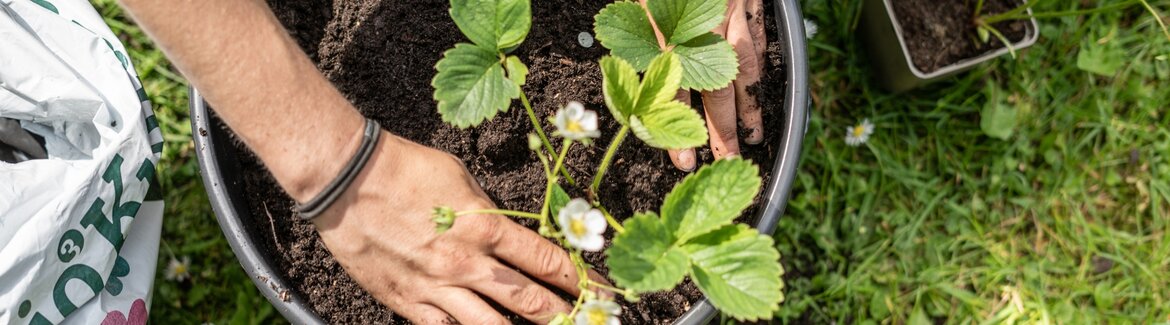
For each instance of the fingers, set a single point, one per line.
(424, 313)
(721, 115)
(467, 308)
(745, 104)
(536, 256)
(683, 159)
(520, 295)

────────────────

■ **Requirement**
Would you copy out the material above exactly, without the pictures in it?

■ **Solved exercise**
For each instance of the fingers, set a single point, one per line.
(424, 313)
(721, 115)
(467, 308)
(745, 104)
(536, 256)
(683, 159)
(520, 295)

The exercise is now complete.